Stored dataset items:
------------------------------------

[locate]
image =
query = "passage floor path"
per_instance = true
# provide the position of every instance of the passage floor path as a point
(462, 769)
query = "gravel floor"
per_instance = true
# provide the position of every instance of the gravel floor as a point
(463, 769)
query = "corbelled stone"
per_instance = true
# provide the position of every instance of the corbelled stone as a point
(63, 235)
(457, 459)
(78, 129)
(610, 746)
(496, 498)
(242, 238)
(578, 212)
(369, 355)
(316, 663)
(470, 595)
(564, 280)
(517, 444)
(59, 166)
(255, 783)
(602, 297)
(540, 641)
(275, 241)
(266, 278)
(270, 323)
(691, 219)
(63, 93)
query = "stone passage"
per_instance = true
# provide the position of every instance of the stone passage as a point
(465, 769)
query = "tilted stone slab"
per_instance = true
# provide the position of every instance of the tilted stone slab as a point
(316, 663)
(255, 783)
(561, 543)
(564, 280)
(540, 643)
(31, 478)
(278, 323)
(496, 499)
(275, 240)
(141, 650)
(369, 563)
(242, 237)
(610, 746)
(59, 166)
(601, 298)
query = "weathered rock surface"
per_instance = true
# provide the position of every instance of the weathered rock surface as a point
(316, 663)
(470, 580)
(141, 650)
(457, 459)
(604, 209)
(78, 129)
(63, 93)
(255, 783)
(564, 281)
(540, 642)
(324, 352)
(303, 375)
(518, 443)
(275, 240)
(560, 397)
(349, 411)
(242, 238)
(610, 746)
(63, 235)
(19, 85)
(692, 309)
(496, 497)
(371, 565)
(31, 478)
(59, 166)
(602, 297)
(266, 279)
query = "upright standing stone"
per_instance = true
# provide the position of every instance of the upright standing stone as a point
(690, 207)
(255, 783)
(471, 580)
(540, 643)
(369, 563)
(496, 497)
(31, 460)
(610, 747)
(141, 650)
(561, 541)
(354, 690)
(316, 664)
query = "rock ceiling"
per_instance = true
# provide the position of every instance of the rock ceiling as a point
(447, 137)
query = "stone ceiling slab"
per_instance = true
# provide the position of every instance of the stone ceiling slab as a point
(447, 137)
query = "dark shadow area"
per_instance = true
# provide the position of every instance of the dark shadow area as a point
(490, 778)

------------------------------------

Directions for this task:
Convert the records above into a Markdown table with two columns, Row and Line. Give each line its own numbered row and skip blank lines.

Completed task:
| Row | Line |
|---|---|
| 1 | [locate] |
| 2 | image = |
| 3 | query = "passage floor path" |
| 4 | per_instance = true |
| 5 | # provide the position of every instance of the passage floor path as a point |
| 6 | (462, 769) |
| 7 | query = "gravel floor" |
| 8 | per_instance = true |
| 9 | # provide the position of every instance of the gravel floor as a point |
| 10 | (463, 769) |
| 11 | query = "corbelled stone" |
| 12 | per_instance = true |
| 13 | # provide the position of every instance of the corbelled stone as a point |
| 14 | (63, 235) |
| 15 | (457, 459) |
| 16 | (78, 129) |
| 17 | (610, 746) |
| 18 | (496, 498) |
| 19 | (242, 238) |
| 20 | (578, 212) |
| 21 | (369, 355) |
| 22 | (316, 663) |
| 23 | (470, 595) |
| 24 | (564, 280) |
| 25 | (517, 444) |
| 26 | (59, 166) |
| 27 | (255, 783) |
| 28 | (602, 297) |
| 29 | (540, 641) |
| 30 | (275, 241) |
| 31 | (266, 278) |
| 32 | (270, 323) |
| 33 | (691, 219) |
| 34 | (63, 93) |
| 35 | query = "stone passage" |
| 36 | per_instance = true |
| 37 | # provide the position of every instance of the stone passage as a point |
| 38 | (465, 769) |
| 39 | query = "tilted stone slab" |
| 40 | per_instance = true |
| 41 | # provide the position of every instance of the tilted stone slab as a point |
| 42 | (316, 663) |
| 43 | (255, 783) |
| 44 | (561, 543) |
| 45 | (564, 280) |
| 46 | (540, 643) |
| 47 | (31, 478) |
| 48 | (278, 323) |
| 49 | (496, 499) |
| 50 | (275, 240) |
| 51 | (141, 650) |
| 52 | (369, 563) |
| 53 | (242, 237) |
| 54 | (610, 746) |
| 55 | (59, 166) |
| 56 | (601, 298) |
| 57 | query = "weathered rock surface" |
| 58 | per_instance = true |
| 59 | # provide the position of every instance of the weathered rock surface as a point |
| 60 | (316, 663) |
| 61 | (470, 580) |
| 62 | (141, 650) |
| 63 | (457, 459) |
| 64 | (604, 209) |
| 65 | (78, 129) |
| 66 | (63, 93) |
| 67 | (255, 783) |
| 68 | (564, 281) |
| 69 | (540, 642) |
| 70 | (324, 352) |
| 71 | (303, 375) |
| 72 | (518, 443) |
| 73 | (275, 240) |
| 74 | (560, 397) |
| 75 | (349, 411) |
| 76 | (242, 238) |
| 77 | (610, 746) |
| 78 | (63, 235) |
| 79 | (19, 85) |
| 80 | (692, 309) |
| 81 | (496, 497) |
| 82 | (371, 565) |
| 83 | (31, 478) |
| 84 | (59, 166) |
| 85 | (602, 297) |
| 86 | (266, 279) |
| 87 | query = "upright standing stone" |
| 88 | per_instance = true |
| 89 | # provide the position of every instance of the upright standing stone as a point |
| 90 | (690, 207) |
| 91 | (255, 783) |
| 92 | (471, 580) |
| 93 | (540, 643) |
| 94 | (369, 563) |
| 95 | (496, 497) |
| 96 | (31, 460) |
| 97 | (610, 747) |
| 98 | (141, 650) |
| 99 | (561, 541) |
| 100 | (354, 690) |
| 101 | (316, 664) |
| 102 | query = "rock ceiling" |
| 103 | per_instance = true |
| 104 | # provide the position of every instance of the rock ceiling as a point |
| 105 | (447, 137) |
| 106 | query = "stone ceiling slab" |
| 107 | per_instance = true |
| 108 | # provide the position of every instance of the stone ceiling slab as a point |
| 109 | (447, 137) |
| 110 | query = "dark shadow area" |
| 111 | per_instance = true |
| 112 | # provide the position of every instance of the dark shadow area as a point |
| 113 | (490, 778) |